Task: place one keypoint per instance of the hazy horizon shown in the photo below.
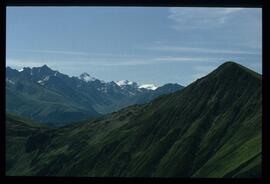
(145, 45)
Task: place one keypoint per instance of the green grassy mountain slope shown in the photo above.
(212, 128)
(49, 96)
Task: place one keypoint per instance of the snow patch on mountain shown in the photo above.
(125, 83)
(42, 82)
(148, 86)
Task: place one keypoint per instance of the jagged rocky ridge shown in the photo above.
(211, 128)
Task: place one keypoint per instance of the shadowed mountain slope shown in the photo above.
(211, 128)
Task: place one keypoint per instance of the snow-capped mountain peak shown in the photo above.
(148, 86)
(125, 83)
(86, 77)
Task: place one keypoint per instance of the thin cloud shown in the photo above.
(72, 53)
(201, 18)
(202, 50)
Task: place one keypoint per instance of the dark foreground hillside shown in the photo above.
(212, 128)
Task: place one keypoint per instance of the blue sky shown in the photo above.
(143, 44)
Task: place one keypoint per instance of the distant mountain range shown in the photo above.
(49, 96)
(210, 129)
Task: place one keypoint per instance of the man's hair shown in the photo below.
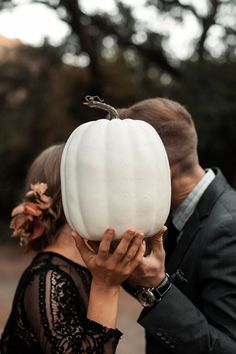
(46, 169)
(174, 125)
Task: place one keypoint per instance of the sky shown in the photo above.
(32, 23)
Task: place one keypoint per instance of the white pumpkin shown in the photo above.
(115, 173)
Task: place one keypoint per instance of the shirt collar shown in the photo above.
(187, 207)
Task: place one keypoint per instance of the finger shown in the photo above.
(157, 240)
(124, 244)
(81, 245)
(104, 247)
(138, 257)
(94, 245)
(133, 247)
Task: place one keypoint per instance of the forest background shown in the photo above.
(122, 59)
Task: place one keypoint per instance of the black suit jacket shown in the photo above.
(198, 314)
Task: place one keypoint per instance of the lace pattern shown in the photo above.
(49, 312)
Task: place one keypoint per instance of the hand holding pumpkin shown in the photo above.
(111, 269)
(151, 271)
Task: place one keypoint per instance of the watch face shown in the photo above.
(146, 297)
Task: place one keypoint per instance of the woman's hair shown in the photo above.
(173, 123)
(45, 169)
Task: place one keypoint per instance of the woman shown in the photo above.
(67, 299)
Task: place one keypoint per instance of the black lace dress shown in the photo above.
(49, 312)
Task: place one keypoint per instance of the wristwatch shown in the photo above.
(150, 296)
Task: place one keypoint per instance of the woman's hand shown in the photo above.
(111, 269)
(151, 271)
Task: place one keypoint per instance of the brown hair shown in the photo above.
(173, 123)
(46, 169)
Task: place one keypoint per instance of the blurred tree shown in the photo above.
(128, 58)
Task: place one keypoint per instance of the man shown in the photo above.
(193, 310)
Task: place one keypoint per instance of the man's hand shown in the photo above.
(151, 271)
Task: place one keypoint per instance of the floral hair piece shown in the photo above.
(33, 217)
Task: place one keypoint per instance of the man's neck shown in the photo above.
(183, 184)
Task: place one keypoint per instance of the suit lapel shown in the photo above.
(190, 231)
(193, 225)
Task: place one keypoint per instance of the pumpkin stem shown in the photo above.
(96, 102)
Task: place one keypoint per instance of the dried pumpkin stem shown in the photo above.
(96, 102)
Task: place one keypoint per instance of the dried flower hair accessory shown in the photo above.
(31, 218)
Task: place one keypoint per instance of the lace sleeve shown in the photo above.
(60, 322)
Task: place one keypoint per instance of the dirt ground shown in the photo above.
(12, 263)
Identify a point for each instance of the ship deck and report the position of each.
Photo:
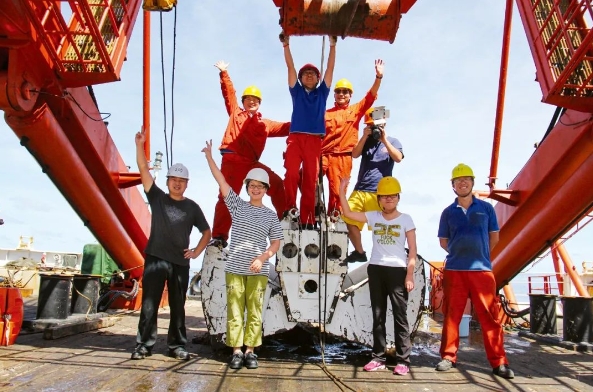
(99, 360)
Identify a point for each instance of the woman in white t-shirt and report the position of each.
(390, 270)
(247, 266)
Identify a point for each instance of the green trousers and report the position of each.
(244, 291)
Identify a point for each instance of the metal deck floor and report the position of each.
(100, 361)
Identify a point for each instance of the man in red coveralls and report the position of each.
(341, 133)
(242, 145)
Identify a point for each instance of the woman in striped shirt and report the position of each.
(247, 266)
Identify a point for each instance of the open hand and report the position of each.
(221, 65)
(379, 67)
(208, 149)
(344, 185)
(256, 264)
(409, 282)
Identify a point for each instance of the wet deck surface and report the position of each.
(100, 361)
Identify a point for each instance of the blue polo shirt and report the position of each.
(375, 163)
(468, 235)
(308, 109)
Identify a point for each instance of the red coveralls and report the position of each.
(242, 145)
(480, 286)
(341, 136)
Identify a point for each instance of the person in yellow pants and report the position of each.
(247, 266)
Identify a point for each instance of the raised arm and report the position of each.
(292, 75)
(226, 85)
(216, 173)
(331, 61)
(145, 176)
(412, 256)
(346, 211)
(493, 236)
(444, 243)
(378, 76)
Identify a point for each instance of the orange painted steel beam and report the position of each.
(372, 19)
(91, 139)
(502, 85)
(560, 42)
(571, 270)
(78, 130)
(554, 190)
(40, 132)
(559, 278)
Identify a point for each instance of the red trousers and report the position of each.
(305, 149)
(234, 168)
(335, 167)
(480, 287)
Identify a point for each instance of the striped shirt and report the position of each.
(251, 228)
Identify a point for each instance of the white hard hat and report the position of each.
(178, 170)
(258, 174)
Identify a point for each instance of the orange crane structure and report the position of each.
(48, 65)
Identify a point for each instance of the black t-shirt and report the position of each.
(172, 222)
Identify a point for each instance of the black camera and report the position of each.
(379, 116)
(376, 131)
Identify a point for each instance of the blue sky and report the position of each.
(440, 84)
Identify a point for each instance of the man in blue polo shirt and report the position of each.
(307, 128)
(378, 153)
(468, 231)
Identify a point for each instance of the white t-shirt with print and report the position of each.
(389, 239)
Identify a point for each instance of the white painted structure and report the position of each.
(310, 284)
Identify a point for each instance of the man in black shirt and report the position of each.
(167, 255)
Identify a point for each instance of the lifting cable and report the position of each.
(323, 227)
(168, 145)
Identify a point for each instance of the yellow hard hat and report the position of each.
(388, 186)
(462, 170)
(344, 83)
(253, 91)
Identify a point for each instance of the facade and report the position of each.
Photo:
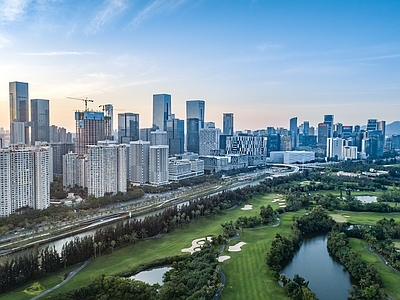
(139, 161)
(89, 130)
(128, 127)
(334, 148)
(158, 138)
(195, 110)
(293, 132)
(161, 110)
(227, 124)
(40, 118)
(19, 106)
(25, 178)
(58, 150)
(158, 168)
(176, 136)
(208, 140)
(254, 147)
(17, 133)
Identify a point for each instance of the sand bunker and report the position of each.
(196, 245)
(237, 247)
(247, 207)
(223, 258)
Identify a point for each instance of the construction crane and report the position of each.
(86, 100)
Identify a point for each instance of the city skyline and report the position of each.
(264, 62)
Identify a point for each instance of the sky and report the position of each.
(265, 61)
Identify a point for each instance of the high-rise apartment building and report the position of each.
(227, 124)
(19, 105)
(128, 127)
(89, 130)
(24, 178)
(40, 118)
(161, 110)
(158, 168)
(139, 161)
(194, 122)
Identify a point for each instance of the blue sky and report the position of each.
(265, 61)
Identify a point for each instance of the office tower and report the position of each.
(17, 133)
(306, 128)
(19, 105)
(382, 127)
(227, 124)
(372, 124)
(58, 150)
(328, 120)
(176, 136)
(40, 118)
(161, 110)
(334, 148)
(158, 138)
(293, 132)
(128, 127)
(209, 140)
(139, 161)
(158, 168)
(89, 130)
(108, 121)
(322, 135)
(194, 121)
(273, 143)
(25, 178)
(347, 131)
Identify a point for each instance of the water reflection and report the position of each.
(152, 276)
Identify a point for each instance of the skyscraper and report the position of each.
(194, 121)
(176, 136)
(19, 105)
(40, 118)
(89, 130)
(227, 124)
(161, 110)
(128, 127)
(293, 132)
(328, 120)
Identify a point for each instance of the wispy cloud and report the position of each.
(265, 46)
(58, 53)
(109, 10)
(4, 41)
(11, 10)
(155, 7)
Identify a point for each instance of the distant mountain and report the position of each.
(393, 128)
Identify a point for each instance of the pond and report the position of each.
(152, 276)
(328, 279)
(366, 199)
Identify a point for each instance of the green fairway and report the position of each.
(247, 275)
(365, 218)
(390, 278)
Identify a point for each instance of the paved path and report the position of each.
(70, 275)
(382, 259)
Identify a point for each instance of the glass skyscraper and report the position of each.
(40, 118)
(161, 110)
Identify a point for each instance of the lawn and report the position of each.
(247, 274)
(390, 278)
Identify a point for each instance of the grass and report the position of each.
(390, 278)
(247, 274)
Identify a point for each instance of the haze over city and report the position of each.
(265, 61)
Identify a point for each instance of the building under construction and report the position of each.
(90, 128)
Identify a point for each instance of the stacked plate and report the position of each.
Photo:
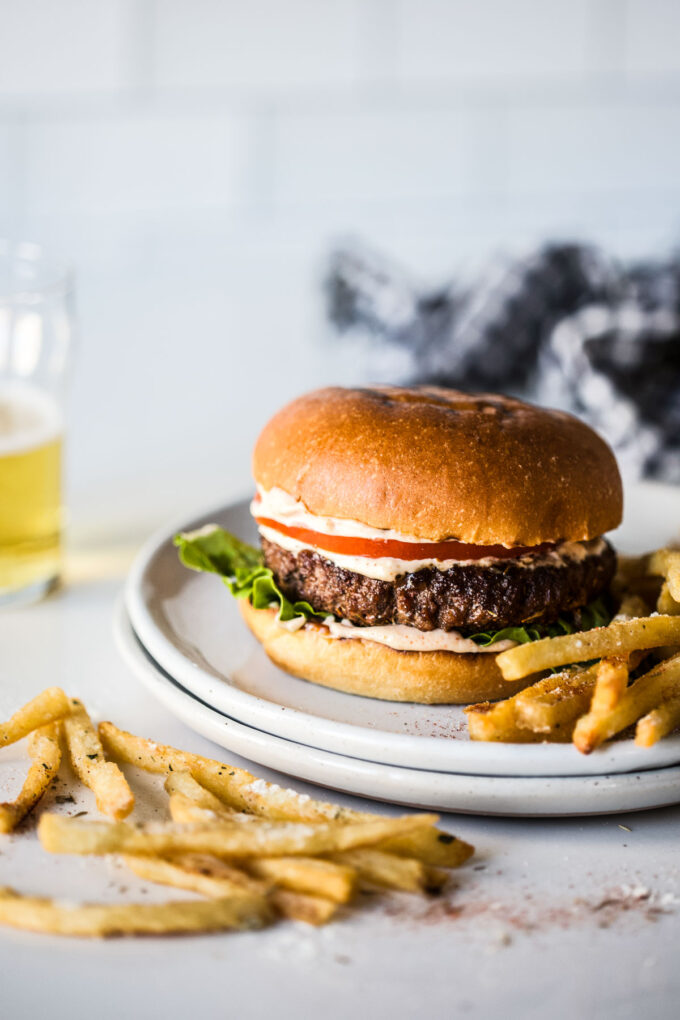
▬▬▬▬▬▬▬▬▬▬
▸ **What the exercise asks**: Switch "glass skyscraper" to "office tower" and write out the rows from the line with "Identify a point for each instance of the green fairway" through the end of the rows, changing nothing else and leaving out the pictures.

▸ **Result for this task**:
Identify a point for each instance of the green fairway and report the position of each.
(247, 275)
(365, 218)
(390, 278)
Identify a point for each instance of the paved path and report the position of each.
(70, 275)
(382, 259)
Identify a point for each instance of the office tower and report the position of each.
(40, 118)
(161, 110)
Identify a point for each instance of the lawn and report the position of each.
(247, 274)
(390, 278)
Identify a point for each instance of the grass and report the position of each.
(390, 278)
(247, 274)
Identify a point for each instance of the haze over city and report the position of each.
(265, 61)
Identify a point for each instance of the building under construction and report the position of each.
(90, 128)
Identify a point for each instance of the stacked plate and report the position of each.
Photo:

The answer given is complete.